[PROBLEM REQUIREMENTS]
Copy the rows below word for word, with every line kept as it is.

· · · · ·

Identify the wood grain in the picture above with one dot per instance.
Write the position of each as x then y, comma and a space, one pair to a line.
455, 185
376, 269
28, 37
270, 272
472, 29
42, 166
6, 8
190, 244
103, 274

· · · · ·

[COMPLETE RESPONSE]
Identify the wood grain in the picture above with one dot per instance.
Write the position of each as x then y, comma and a space, one pair to a line.
455, 185
376, 269
28, 37
270, 272
472, 29
42, 166
6, 8
190, 244
103, 274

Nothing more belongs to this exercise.